---------- Working data ----------

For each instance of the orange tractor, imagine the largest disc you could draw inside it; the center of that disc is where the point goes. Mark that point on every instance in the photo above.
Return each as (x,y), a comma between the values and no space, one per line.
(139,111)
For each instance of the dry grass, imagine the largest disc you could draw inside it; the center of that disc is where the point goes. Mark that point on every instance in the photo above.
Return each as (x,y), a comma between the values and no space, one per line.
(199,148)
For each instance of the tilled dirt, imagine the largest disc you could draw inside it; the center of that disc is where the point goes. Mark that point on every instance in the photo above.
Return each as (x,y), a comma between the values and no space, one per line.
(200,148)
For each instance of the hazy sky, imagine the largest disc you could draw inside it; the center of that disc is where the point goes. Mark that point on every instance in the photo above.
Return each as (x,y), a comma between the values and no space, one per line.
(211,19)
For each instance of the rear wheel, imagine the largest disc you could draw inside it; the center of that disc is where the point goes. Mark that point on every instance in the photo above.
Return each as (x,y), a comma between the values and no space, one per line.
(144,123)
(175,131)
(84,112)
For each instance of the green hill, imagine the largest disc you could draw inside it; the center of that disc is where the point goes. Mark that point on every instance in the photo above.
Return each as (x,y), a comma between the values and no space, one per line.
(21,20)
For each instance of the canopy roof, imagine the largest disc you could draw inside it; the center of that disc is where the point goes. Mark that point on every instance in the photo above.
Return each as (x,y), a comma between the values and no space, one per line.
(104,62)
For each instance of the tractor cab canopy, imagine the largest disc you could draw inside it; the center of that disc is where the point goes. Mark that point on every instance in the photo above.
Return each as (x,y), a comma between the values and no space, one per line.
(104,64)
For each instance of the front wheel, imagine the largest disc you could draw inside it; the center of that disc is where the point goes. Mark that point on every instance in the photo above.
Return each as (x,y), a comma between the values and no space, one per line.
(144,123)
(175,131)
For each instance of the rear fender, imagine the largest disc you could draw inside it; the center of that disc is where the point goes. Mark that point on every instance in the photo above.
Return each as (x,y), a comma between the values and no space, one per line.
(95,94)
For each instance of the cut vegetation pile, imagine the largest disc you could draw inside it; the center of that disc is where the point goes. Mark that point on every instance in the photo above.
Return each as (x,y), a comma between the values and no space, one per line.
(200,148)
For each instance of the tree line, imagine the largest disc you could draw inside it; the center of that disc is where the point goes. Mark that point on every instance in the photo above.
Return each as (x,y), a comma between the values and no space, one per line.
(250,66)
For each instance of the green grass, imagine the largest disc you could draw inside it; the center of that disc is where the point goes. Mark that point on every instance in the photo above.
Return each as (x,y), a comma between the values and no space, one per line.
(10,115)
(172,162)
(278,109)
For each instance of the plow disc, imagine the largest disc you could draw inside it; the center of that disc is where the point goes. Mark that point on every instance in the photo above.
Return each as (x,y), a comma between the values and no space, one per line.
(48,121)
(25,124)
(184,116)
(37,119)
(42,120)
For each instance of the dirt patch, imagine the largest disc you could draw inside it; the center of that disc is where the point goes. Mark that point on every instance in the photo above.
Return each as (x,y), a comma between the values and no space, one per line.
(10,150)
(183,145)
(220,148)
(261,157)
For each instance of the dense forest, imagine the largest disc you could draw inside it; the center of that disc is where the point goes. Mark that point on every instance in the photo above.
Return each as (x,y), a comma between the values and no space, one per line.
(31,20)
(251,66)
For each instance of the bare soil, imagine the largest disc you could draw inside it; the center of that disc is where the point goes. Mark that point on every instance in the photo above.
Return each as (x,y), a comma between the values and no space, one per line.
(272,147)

----------
---------- Working data ----------

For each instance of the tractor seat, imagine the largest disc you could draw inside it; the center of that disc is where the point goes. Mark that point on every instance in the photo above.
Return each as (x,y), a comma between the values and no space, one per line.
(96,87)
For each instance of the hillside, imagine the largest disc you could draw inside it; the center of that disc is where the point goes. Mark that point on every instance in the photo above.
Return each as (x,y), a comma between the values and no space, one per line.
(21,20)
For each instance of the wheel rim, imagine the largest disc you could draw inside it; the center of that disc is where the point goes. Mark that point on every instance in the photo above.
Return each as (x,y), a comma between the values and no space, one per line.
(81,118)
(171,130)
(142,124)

----------
---------- Working data ----------

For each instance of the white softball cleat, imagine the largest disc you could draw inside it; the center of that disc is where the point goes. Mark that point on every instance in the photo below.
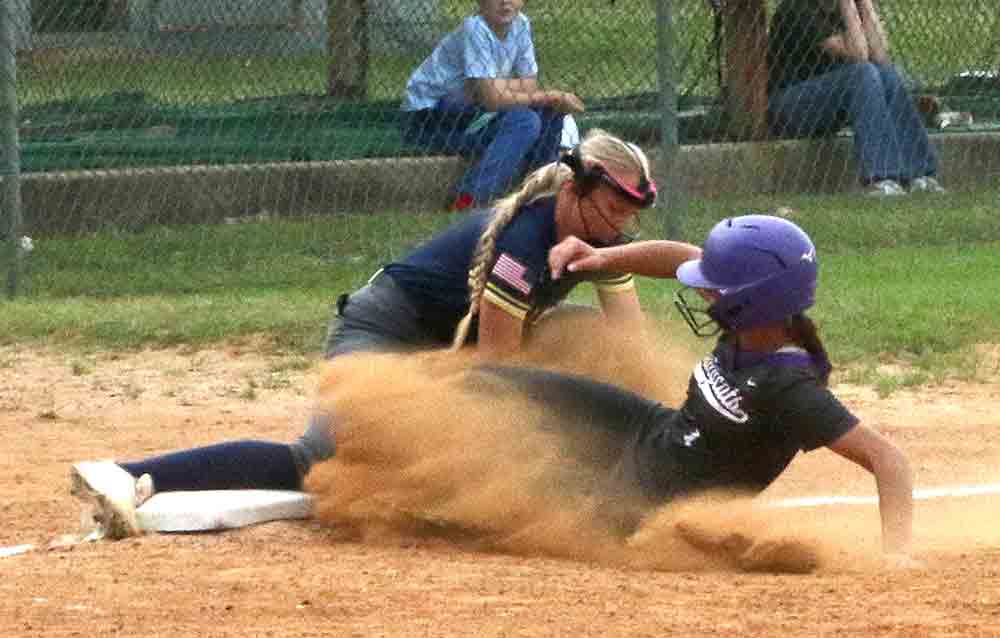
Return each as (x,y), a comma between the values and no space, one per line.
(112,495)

----------

▶ **Task statement**:
Work through the records line by line and tally those that include the word "grass". Give the number alone.

▶ **Response to this exercise**:
2